**WORK TO DO:**
Transcribe, without alteration, the stretch of lines from the one containing "target: black sleeve" through the final line below.

+ + + + +

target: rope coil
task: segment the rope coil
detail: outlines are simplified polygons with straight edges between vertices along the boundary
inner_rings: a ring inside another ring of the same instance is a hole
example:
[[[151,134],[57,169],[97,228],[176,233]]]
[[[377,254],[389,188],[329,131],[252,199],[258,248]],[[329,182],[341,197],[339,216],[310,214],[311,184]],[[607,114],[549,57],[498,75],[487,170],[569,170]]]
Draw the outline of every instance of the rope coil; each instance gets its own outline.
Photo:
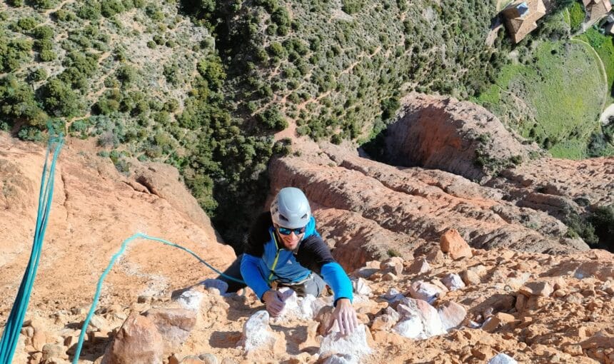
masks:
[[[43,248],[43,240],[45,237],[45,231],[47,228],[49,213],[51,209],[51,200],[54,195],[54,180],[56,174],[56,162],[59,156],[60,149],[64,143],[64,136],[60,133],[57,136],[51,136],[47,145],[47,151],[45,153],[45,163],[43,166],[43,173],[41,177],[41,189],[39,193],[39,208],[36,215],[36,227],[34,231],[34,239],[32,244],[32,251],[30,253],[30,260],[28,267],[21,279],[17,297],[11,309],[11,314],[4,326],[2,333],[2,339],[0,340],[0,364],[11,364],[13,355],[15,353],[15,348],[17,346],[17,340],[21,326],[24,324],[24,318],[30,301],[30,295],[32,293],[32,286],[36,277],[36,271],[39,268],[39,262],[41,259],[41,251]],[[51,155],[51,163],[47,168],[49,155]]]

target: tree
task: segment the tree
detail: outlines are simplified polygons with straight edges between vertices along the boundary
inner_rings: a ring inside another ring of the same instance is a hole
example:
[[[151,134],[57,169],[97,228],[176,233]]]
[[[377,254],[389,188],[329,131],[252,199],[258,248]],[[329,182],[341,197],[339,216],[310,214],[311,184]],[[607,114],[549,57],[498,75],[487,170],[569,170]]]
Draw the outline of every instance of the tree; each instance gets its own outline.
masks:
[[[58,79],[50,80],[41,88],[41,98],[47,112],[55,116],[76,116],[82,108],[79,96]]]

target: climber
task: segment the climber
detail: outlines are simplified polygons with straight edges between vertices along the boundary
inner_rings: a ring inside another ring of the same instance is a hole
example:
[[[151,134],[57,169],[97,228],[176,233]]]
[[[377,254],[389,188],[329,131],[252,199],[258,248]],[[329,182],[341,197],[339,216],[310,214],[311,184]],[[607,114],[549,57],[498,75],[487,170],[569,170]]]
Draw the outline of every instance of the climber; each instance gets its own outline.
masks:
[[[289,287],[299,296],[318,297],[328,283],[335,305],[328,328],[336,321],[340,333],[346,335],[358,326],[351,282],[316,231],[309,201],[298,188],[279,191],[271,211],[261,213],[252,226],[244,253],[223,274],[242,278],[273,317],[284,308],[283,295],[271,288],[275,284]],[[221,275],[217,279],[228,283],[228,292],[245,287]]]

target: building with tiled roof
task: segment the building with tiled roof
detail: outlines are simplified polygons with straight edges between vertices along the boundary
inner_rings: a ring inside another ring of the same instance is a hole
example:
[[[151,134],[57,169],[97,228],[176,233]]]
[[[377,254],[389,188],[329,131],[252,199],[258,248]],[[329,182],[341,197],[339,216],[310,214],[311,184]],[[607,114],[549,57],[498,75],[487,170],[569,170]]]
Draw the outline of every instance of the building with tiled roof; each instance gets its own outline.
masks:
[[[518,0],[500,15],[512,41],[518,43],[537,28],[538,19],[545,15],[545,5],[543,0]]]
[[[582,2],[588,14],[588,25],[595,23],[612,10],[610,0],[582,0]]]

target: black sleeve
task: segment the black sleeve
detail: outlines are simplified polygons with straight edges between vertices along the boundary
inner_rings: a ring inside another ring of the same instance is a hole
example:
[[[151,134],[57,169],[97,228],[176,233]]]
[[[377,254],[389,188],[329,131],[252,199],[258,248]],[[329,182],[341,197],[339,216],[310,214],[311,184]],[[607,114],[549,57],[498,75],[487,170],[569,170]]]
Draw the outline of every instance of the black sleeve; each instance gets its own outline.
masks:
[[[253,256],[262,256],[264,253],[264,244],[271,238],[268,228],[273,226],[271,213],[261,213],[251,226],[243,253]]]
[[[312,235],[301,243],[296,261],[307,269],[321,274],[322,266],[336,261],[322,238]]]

+ + + + +

**TASK RESULT:**
target: black sleeve
task: segment the black sleeve
detail: outlines are simplified polygons with straight edges between vertices along the boundary
inner_rings: a ring inside another ring of the same instance is a hole
example:
[[[151,134],[57,169],[97,228],[176,233]]]
[[[377,254],[389,188],[329,131],[252,199],[258,248]],[[329,182],[341,197],[339,216],[310,214],[311,184]],[[607,114],[549,57],[498,75],[487,170],[569,170]]]
Draw the outline of every instance of the black sleeve; each instance gets its own outline.
masks:
[[[253,256],[262,256],[264,253],[264,244],[271,238],[268,228],[273,226],[271,213],[261,213],[251,226],[243,253]]]
[[[312,235],[301,243],[296,261],[307,269],[321,274],[322,266],[336,261],[322,238]]]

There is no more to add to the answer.